Data records
■ ■ ■ ■ ■

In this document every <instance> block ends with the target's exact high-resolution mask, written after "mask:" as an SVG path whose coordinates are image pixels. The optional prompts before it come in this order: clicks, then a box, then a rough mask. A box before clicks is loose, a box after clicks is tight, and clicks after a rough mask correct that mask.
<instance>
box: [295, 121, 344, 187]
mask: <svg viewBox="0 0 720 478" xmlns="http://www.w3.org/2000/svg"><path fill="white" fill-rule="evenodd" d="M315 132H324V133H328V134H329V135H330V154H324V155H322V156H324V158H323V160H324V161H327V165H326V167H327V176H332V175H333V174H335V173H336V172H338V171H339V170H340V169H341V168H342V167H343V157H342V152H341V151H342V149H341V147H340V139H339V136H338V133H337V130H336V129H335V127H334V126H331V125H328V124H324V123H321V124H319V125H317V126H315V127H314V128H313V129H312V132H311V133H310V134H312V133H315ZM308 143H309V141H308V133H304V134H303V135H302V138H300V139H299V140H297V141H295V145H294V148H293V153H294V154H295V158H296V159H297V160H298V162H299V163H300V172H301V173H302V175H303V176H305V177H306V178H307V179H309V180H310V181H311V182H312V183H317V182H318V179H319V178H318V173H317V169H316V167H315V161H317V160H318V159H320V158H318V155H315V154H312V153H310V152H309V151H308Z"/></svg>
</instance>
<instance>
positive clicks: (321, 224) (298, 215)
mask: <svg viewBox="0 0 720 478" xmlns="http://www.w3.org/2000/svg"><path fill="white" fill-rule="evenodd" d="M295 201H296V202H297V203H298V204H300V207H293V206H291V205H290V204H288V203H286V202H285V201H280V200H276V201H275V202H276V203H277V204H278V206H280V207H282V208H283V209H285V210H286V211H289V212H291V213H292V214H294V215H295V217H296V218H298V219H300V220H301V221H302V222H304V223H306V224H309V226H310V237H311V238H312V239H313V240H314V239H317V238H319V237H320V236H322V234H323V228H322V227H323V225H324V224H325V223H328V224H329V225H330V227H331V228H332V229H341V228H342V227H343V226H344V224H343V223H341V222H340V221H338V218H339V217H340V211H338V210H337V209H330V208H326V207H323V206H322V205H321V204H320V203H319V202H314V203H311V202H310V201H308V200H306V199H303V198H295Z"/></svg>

■ ■ ■ ■ ■

■ **WHAT IS EXPECTED**: Search the data for the word "instance" and copy each line where it appears.

■ **ANSWER SECTION**:
In this document every <instance> block ends with the target's exact high-resolution mask, written after "mask:" as an SVG path whose coordinates are image pixels. The optional prompts before it come in this order: clicks, then a box, then a rough mask. A box before clicks is loose, a box after clicks is tight, and clicks after a rough mask correct that mask.
<instance>
</instance>
<instance>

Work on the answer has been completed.